## Records to process
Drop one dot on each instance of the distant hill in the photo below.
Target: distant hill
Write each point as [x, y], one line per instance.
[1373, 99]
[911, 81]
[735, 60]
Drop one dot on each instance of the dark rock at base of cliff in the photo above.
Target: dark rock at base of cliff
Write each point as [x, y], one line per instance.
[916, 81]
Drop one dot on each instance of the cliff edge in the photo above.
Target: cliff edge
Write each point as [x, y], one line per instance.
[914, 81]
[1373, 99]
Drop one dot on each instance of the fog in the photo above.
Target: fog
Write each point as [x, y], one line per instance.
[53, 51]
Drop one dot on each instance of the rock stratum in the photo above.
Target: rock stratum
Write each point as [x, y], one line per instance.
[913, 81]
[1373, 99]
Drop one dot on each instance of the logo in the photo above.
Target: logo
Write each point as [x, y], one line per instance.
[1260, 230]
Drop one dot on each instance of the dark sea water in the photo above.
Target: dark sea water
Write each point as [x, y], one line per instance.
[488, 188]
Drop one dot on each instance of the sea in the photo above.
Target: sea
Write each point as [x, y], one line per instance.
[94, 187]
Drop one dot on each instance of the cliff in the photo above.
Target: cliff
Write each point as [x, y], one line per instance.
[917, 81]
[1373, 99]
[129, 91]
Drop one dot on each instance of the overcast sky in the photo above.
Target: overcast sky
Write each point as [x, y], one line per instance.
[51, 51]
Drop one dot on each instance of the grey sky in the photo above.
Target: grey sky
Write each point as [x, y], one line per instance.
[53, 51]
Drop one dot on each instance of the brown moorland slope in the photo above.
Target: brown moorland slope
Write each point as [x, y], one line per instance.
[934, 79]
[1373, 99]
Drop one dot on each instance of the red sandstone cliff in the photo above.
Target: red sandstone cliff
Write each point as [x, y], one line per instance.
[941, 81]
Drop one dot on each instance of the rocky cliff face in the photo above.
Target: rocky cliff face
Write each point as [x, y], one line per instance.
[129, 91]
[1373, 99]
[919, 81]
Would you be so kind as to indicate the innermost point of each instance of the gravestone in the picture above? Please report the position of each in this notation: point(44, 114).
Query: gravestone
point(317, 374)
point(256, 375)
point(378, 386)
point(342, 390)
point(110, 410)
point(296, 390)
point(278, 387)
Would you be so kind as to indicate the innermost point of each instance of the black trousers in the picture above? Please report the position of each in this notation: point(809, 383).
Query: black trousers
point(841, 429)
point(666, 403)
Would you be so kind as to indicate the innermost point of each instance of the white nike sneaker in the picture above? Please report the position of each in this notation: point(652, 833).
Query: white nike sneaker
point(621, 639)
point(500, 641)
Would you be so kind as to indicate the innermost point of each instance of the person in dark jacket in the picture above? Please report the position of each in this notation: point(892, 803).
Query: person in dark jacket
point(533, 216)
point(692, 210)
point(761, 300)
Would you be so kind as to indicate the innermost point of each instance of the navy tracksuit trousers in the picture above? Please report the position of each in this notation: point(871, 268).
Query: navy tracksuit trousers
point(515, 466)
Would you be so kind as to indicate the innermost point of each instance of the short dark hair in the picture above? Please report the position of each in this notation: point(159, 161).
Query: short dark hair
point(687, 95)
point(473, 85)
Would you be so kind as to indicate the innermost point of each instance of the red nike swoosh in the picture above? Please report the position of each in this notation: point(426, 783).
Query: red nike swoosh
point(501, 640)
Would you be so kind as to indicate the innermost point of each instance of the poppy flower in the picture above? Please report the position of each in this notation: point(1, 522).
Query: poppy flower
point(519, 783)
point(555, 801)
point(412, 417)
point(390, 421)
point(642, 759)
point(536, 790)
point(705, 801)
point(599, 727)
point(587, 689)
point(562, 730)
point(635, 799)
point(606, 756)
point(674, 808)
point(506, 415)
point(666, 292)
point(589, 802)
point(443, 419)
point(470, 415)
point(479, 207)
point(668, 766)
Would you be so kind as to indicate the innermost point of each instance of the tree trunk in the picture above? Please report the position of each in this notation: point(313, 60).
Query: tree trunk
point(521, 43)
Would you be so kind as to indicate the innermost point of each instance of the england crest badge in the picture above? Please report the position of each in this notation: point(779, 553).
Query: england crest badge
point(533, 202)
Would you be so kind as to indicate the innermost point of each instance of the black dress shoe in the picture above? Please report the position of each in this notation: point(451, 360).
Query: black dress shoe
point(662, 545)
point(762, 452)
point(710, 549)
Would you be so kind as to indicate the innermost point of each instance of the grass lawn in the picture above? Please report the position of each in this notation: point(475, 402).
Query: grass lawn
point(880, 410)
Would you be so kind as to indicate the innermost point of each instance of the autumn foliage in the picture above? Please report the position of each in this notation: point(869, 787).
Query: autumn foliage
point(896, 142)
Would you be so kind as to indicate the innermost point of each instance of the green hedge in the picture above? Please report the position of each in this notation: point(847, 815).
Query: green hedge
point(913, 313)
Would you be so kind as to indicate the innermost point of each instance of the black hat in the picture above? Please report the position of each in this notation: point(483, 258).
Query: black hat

## Task to complete
Recast all the entries above as a Markdown table with two columns, "Row" for a running number and "Entry line" for the line itself, leaving out any blank lines.

## Expected output
| Row | Entry line |
|---|---|
| 1 | Drop one dot on each instance of the distant hill in the photo below. |
| 2 | Target: distant hill |
| 3 | Write each point as [x, y], one line per instance. |
| 4 | [1373, 99] |
| 5 | [911, 81] |
| 6 | [735, 60] |
| 7 | Drop one dot on each instance of the dark rock at base of cliff in the photo above. |
| 8 | Target: dark rock at base of cliff |
| 9 | Write each point as [x, y], one line per instance. |
| 10 | [916, 81] |
| 11 | Drop one dot on each instance of the cliff edge in the photo above. |
| 12 | Target: cliff edge |
| 13 | Write each point as [x, y], one line per instance. |
| 14 | [914, 81] |
| 15 | [1373, 99] |
| 16 | Drop one dot on each instance of the fog in the photo above. |
| 17 | Target: fog |
| 18 | Write each point as [x, y], one line per instance. |
| 19 | [53, 51] |
| 20 | Drop one dot on each instance of the rock stratum in the photo above. |
| 21 | Target: rock stratum |
| 22 | Write each point as [x, y], one line per instance. |
| 23 | [913, 81] |
| 24 | [1373, 99] |
| 25 | Drop one dot on each instance of the logo in the photo above. |
| 26 | Target: logo |
| 27 | Write each point as [x, y], one line per instance. |
| 28 | [1260, 230] |
| 29 | Drop one dot on each instance of the dark sea water in the photo above. |
| 30 | Target: dark sea water |
| 31 | Write each point as [x, y], one line per instance. |
| 32 | [488, 188] |
| 33 | Drop one dot on each instance of the sea in the photo above. |
| 34 | Target: sea |
| 35 | Write each point as [x, y], one line per instance. |
| 36 | [94, 187] |
| 37 | Drop one dot on each instance of the cliff in the photo above. |
| 38 | Target: cliff |
| 39 | Write each point as [x, y], one line per instance. |
| 40 | [917, 81] |
| 41 | [1373, 99] |
| 42 | [129, 91] |
| 43 | Drop one dot on each instance of the overcast sky in the photo above. |
| 44 | Target: overcast sky |
| 45 | Write each point as [x, y], one line per instance. |
| 46 | [51, 51] |
| 47 | Drop one dot on each instance of the grey sky in the photo above. |
| 48 | Target: grey sky |
| 49 | Write each point as [x, y], one line per instance. |
| 50 | [53, 51] |
| 51 | Drop one dot on each instance of the brown moorland slope in the photo above. |
| 52 | Target: brown moorland slope |
| 53 | Write each point as [x, y], one line per instance. |
| 54 | [934, 79] |
| 55 | [1373, 99] |
| 56 | Drop one dot on each instance of the red sandstone cliff in the photo above. |
| 57 | Target: red sandstone cliff |
| 58 | Write each point as [x, y], one line per instance. |
| 59 | [941, 81] |
| 60 | Drop one dot on each instance of the rocky cliff face in the photo above. |
| 61 | Target: rocky cliff face |
| 62 | Write each point as [x, y], one line per instance. |
| 63 | [129, 91] |
| 64 | [1373, 99] |
| 65 | [919, 81] |
| 66 | Would you be so kind as to indicate the innermost point of each instance of the gravestone in the picture above? Please report the position of each in this notation: point(44, 114). |
| 67 | Query: gravestone |
| 68 | point(317, 374) |
| 69 | point(256, 375) |
| 70 | point(378, 386) |
| 71 | point(342, 390) |
| 72 | point(110, 410) |
| 73 | point(296, 390) |
| 74 | point(278, 387) |
| 75 | Would you be so kind as to indicate the innermost point of each instance of the black trousers in the picture above? Please report the position of each in this notation: point(809, 383). |
| 76 | Query: black trousers |
| 77 | point(841, 429) |
| 78 | point(666, 403) |
| 79 | Would you be so kind as to indicate the innermost point of each instance of the white nike sneaker in the picture above? Please report the position of each in this notation: point(652, 833). |
| 80 | Query: white nike sneaker |
| 81 | point(621, 639) |
| 82 | point(500, 641) |
| 83 | Would you be so kind as to indicate the innermost point of each instance of the person in dark jacket in the picture above? Please report the position of each in this notation: point(892, 803). |
| 84 | Query: person in dark jacket |
| 85 | point(533, 216) |
| 86 | point(692, 210) |
| 87 | point(761, 300) |
| 88 | Would you be so kind as to indicate the innermost point of each instance of the navy tracksuit trousers in the picture above? Please report the position of each in this notation: point(871, 268). |
| 89 | Query: navy tracksuit trousers |
| 90 | point(515, 466) |
| 91 | Would you be so kind as to indicate the innermost point of each instance of the short dark hair in the picture above? Please report the position of each in this notation: point(159, 161). |
| 92 | Query: short dark hair |
| 93 | point(687, 95) |
| 94 | point(473, 85) |
| 95 | Would you be so kind as to indicate the innermost point of each instance of the red nike swoosh in the picture above? Please report the position of each in this notation: point(426, 783). |
| 96 | Query: red nike swoosh |
| 97 | point(501, 640) |
| 98 | Would you be so kind as to indicate the innermost point of each instance of the poppy flower in the picture above? Please report the position of each in this notation: point(1, 522). |
| 99 | Query: poppy flower |
| 100 | point(519, 783) |
| 101 | point(555, 801) |
| 102 | point(412, 417) |
| 103 | point(390, 421) |
| 104 | point(642, 759) |
| 105 | point(536, 790) |
| 106 | point(705, 801) |
| 107 | point(599, 727) |
| 108 | point(587, 689) |
| 109 | point(562, 730) |
| 110 | point(635, 799) |
| 111 | point(606, 756) |
| 112 | point(674, 808) |
| 113 | point(506, 415) |
| 114 | point(666, 292) |
| 115 | point(589, 802) |
| 116 | point(443, 419) |
| 117 | point(470, 415) |
| 118 | point(479, 207) |
| 119 | point(668, 766) |
| 120 | Would you be so kind as to indicate the innermost point of each instance of the tree trunk in the picture above? Please report the position of each in this notation: point(313, 60). |
| 121 | Query: tree trunk |
| 122 | point(521, 43) |
| 123 | Would you be so kind as to indicate the innermost point of each instance of the england crest badge in the picture above? Please report the position of each in this notation: point(779, 553). |
| 124 | Query: england crest badge |
| 125 | point(533, 202) |
| 126 | Would you be so kind as to indicate the innermost point of each instance of the black dress shoe in the picture above? Please report the position of each in this notation: point(451, 360). |
| 127 | Query: black dress shoe |
| 128 | point(662, 545) |
| 129 | point(762, 452) |
| 130 | point(710, 549) |
| 131 | Would you be so kind as to indicate the innermost point of each instance of the grass lawn in the picture above? Please report the position of each in this notation: point(475, 402). |
| 132 | Query: grass lawn |
| 133 | point(880, 410) |
| 134 | Would you be so kind as to indicate the innermost point of each instance of the autumn foliage in the picture above? Please report the position of each in this notation: point(869, 787). |
| 135 | Query: autumn foliage |
| 136 | point(896, 142) |
| 137 | Would you be so kind as to indicate the innermost point of each instance of the green hedge in the picture above? Please report the position of each in this notation: point(847, 815). |
| 138 | Query: green hedge |
| 139 | point(913, 313) |
| 140 | Would you be so kind as to indicate the innermost point of each instance of the black hat in the picture above? Please report the position of each in this notation: point(483, 258). |
| 141 | Query: black hat |